Exercise prompt: Write out the stretch of the digital humanities roundup from "Micah Vandegrift (Florida" through "the same skills?", keeping every word and mark as it appears.

POST: HILT2015, iSchools+DH, and deconstructive/critical digital pedagogy.

Micah Vandegrift (Florida State University) shared a post in which he considers how to build on the iSchools+DH project that cross-pollinated iSchool students with digital humanities centers. Vandegrift has set his focus on compiling syllabuses from DH courses taught in library schools, asking:

How are DH courses being taught in LIS programs and iSchools? Is there any continuity or curricular similarities across programs? Are DH courses at different programs teaching on similar topics? Are we all reading the same things, learning the same tools, gaining the same skills?

Vandegrift ends with a call for collaborators interested in reviving a program of hands-on training for iSchool students studying digital humanities.

POST: #guerrilladh

Alex Gil (Columbia University) shared a post collocating thoughts on the #dhpoco summer school in 2013 with more recent ruminations inspired by the work of Bess Sadler and Chris Bourg, Miriam Posner, and Tim Sherratt. Exploring questions of activism and the potential for digital humanities to work towards “one of the broadest universals we have known,” Gil points out that there are serious barriers to realizing this dream:

For many of us who work in A© post-1923, the material past we are called to remediate is under literal negotiation. As we trudge along, one ethical hand locked behind our backs by professional demands to publish and not make public, shadow and pirate libraries have sprouted to remind us that the mechanisms we have set in motion will ignore the ticket-booths to knowledge central. These remediations are happening with our half-baked collaboration but without our scholarship.

Dataset entries:
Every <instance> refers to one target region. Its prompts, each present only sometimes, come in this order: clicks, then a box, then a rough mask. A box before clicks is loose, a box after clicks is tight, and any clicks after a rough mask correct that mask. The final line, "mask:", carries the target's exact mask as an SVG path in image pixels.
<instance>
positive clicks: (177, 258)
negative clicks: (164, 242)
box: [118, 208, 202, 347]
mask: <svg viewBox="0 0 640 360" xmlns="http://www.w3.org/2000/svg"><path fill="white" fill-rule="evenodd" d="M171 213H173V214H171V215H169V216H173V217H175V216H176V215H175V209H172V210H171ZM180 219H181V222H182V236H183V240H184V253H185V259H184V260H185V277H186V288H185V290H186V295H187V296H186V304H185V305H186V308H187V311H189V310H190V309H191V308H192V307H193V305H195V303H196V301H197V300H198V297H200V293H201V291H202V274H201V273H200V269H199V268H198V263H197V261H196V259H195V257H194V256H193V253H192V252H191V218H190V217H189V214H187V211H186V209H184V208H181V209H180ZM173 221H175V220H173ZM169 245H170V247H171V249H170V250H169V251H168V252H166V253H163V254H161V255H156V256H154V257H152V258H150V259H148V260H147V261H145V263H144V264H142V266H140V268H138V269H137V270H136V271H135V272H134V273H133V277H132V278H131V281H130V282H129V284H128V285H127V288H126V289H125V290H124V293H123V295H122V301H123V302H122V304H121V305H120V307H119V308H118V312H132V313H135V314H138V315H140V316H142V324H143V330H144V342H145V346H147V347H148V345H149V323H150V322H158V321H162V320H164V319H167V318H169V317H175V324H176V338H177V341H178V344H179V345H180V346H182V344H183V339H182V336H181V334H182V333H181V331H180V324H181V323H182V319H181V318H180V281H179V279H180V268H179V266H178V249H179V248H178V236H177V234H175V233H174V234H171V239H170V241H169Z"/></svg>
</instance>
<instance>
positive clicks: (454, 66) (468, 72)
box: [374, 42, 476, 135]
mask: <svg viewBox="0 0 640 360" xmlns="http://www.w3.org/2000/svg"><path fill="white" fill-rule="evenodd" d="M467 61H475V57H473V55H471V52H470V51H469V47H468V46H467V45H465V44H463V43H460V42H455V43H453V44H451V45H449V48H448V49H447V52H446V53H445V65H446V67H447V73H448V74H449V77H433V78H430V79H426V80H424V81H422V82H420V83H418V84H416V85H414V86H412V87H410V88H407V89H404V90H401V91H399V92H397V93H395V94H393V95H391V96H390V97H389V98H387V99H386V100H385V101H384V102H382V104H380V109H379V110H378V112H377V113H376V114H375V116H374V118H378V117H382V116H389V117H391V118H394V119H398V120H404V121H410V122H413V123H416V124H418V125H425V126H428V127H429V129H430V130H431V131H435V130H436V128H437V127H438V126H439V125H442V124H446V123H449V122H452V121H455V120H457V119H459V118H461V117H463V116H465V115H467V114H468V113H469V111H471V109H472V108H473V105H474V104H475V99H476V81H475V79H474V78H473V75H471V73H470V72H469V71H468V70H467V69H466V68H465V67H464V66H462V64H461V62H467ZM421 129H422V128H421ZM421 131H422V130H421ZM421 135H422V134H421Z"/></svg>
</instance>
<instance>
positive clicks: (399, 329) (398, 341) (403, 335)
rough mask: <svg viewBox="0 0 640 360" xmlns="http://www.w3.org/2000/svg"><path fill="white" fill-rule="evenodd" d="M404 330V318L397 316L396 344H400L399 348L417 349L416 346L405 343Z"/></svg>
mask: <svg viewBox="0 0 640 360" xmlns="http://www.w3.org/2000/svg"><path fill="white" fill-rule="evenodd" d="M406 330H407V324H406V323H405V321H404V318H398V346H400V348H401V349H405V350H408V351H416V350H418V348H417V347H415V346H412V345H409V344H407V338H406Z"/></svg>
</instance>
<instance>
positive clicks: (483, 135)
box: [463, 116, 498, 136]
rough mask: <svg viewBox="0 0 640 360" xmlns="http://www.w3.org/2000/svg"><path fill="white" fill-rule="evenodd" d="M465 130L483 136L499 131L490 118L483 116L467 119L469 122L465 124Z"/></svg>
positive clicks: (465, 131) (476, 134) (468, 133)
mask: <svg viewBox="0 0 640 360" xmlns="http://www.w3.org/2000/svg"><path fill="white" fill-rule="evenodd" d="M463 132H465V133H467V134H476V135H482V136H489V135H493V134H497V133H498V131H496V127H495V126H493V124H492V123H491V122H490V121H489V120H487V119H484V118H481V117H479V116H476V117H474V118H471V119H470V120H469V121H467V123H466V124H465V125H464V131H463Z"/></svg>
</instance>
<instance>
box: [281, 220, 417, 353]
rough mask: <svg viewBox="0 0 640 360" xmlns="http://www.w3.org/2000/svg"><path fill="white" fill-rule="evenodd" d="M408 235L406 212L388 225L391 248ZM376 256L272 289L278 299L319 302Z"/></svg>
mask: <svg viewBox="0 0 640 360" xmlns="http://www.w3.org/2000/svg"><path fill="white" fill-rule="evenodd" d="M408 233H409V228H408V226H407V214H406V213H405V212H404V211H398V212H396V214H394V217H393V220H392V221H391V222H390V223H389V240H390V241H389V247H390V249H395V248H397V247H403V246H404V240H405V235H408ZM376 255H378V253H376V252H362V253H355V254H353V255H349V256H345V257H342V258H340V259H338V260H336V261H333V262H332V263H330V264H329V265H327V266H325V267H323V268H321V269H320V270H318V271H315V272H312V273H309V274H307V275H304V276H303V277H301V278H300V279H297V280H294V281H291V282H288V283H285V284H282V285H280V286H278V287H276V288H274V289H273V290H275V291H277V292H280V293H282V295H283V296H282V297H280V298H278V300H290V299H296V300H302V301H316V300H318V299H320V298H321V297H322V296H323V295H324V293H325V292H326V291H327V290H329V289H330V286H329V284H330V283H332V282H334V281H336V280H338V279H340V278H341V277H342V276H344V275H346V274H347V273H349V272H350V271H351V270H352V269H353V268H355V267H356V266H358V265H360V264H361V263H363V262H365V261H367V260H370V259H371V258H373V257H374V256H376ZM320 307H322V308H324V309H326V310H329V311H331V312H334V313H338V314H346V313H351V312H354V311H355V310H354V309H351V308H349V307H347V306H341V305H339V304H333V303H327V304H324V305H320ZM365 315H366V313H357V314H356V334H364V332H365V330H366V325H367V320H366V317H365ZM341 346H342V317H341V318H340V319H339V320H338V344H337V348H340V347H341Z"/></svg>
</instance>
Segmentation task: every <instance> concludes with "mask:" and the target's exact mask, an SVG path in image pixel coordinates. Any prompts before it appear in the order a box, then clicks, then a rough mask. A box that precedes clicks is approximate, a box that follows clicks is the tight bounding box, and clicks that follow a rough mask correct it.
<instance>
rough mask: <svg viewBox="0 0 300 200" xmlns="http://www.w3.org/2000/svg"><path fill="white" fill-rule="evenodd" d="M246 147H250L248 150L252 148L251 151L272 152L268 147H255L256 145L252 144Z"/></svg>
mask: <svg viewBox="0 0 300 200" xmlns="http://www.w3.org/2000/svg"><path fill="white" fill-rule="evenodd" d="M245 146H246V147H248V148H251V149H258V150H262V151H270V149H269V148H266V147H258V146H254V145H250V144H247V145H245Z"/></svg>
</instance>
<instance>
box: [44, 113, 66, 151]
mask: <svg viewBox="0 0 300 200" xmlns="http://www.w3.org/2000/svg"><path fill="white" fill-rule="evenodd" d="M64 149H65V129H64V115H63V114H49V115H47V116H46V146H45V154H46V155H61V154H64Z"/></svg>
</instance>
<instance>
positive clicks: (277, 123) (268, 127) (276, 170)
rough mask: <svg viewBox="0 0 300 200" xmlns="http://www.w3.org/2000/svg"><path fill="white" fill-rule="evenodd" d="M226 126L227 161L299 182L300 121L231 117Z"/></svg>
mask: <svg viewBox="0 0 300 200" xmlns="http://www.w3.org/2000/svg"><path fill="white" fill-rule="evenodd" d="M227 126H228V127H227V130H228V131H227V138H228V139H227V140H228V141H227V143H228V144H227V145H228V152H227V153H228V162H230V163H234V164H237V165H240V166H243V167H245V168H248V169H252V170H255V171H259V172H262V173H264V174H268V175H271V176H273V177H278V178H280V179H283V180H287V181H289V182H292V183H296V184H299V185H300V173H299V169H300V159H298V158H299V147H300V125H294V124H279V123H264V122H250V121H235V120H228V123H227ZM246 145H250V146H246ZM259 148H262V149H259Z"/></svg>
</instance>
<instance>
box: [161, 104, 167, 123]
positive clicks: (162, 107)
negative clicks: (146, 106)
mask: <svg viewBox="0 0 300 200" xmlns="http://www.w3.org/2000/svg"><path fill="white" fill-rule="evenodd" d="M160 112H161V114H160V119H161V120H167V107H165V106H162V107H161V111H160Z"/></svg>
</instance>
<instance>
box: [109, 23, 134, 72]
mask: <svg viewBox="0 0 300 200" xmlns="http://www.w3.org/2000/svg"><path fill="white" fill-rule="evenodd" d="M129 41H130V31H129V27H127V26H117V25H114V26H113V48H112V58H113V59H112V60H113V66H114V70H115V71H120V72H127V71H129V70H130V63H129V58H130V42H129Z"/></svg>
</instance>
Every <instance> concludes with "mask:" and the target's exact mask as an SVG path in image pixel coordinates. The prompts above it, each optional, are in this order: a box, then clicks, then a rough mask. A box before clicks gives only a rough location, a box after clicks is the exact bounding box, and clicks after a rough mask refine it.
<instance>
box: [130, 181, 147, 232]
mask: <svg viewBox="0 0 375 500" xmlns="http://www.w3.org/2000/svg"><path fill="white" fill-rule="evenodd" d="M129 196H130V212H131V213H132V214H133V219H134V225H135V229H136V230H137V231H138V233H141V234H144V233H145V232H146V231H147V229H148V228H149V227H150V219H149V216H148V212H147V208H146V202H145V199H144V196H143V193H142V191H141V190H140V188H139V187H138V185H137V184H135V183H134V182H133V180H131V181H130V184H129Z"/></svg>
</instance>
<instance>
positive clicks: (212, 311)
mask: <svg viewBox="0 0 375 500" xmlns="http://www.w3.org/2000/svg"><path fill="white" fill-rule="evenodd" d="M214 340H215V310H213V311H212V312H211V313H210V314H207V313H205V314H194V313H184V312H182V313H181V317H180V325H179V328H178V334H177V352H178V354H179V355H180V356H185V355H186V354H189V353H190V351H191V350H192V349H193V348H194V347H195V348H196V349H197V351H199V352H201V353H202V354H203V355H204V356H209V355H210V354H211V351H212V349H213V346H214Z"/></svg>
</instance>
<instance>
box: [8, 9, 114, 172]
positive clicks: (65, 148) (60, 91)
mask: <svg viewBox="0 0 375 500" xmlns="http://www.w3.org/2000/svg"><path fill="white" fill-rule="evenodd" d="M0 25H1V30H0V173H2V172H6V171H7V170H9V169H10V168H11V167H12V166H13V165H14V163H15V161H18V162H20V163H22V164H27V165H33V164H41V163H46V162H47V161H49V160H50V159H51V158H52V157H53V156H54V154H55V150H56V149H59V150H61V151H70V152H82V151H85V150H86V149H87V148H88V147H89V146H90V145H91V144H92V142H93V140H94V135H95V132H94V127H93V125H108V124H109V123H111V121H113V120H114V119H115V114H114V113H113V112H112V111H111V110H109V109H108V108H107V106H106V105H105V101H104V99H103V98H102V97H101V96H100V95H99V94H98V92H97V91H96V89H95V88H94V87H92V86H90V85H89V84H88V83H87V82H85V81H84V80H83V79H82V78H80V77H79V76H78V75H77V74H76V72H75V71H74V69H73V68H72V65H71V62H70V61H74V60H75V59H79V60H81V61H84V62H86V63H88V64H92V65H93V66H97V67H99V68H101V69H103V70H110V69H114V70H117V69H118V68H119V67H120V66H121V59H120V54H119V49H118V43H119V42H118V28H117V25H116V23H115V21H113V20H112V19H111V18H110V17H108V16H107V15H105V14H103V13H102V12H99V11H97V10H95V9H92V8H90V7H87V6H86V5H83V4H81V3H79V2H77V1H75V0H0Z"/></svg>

---

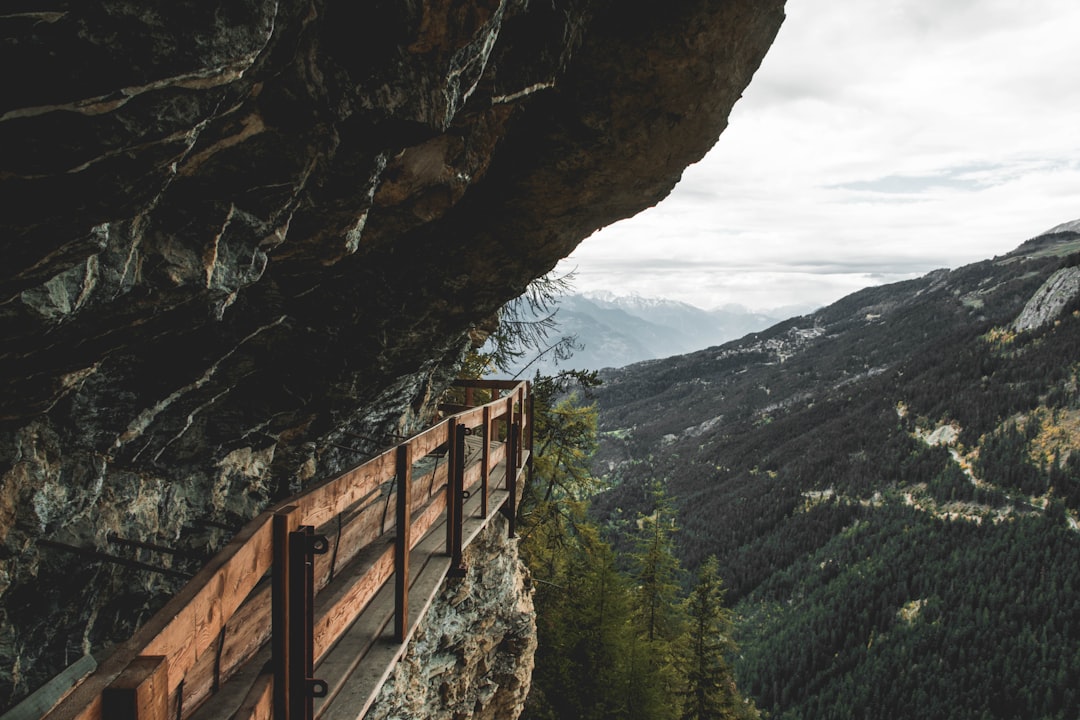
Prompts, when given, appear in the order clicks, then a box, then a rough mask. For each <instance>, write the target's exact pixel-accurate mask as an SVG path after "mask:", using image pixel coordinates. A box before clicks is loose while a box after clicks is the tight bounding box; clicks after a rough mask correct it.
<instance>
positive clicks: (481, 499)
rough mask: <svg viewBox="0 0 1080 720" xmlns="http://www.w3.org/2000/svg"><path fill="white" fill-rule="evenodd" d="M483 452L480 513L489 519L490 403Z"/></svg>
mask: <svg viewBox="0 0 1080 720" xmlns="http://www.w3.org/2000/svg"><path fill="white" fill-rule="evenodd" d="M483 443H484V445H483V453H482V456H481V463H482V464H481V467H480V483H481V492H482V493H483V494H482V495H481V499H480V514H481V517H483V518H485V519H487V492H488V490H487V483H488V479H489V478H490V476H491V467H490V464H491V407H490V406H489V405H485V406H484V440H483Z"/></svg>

Solution to this exercise:
Micah Vandegrift (Florida State University) shared a post in which he considers how to build on the iSchools+DH project that cross-pollinated iSchool students with digital humanities centers. Vandegrift has set his focus on compiling syllabuses from DH courses taught in library schools, asking:

How are DH courses being taught in LIS programs and iSchools? Is there any continuity or curricular similarities across programs? Are DH courses at different programs teaching on similar topics? Are we all reading the same things, learning the same tools, gaining the same skills?